*** Opening Task input ***

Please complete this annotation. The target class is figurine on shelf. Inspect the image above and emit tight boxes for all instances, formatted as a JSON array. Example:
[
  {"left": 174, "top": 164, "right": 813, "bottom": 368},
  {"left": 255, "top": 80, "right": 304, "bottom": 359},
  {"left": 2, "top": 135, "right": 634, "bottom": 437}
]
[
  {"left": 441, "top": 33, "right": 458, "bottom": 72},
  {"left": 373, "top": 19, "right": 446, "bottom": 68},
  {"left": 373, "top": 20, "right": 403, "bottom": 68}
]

*** Closing Task input ***

_Exercise details_: Each line of the data must be set down again as it is.

_Written answer_:
Please complete this annotation. The target class is figurine on shelf. Inspect the image above and emit tight boxes for all instances, formatted as a JSON array. Example:
[
  {"left": 174, "top": 164, "right": 813, "bottom": 368},
  {"left": 255, "top": 80, "right": 304, "bottom": 359},
  {"left": 2, "top": 135, "right": 634, "bottom": 437}
]
[
  {"left": 441, "top": 33, "right": 458, "bottom": 72},
  {"left": 373, "top": 19, "right": 446, "bottom": 68},
  {"left": 373, "top": 20, "right": 403, "bottom": 68}
]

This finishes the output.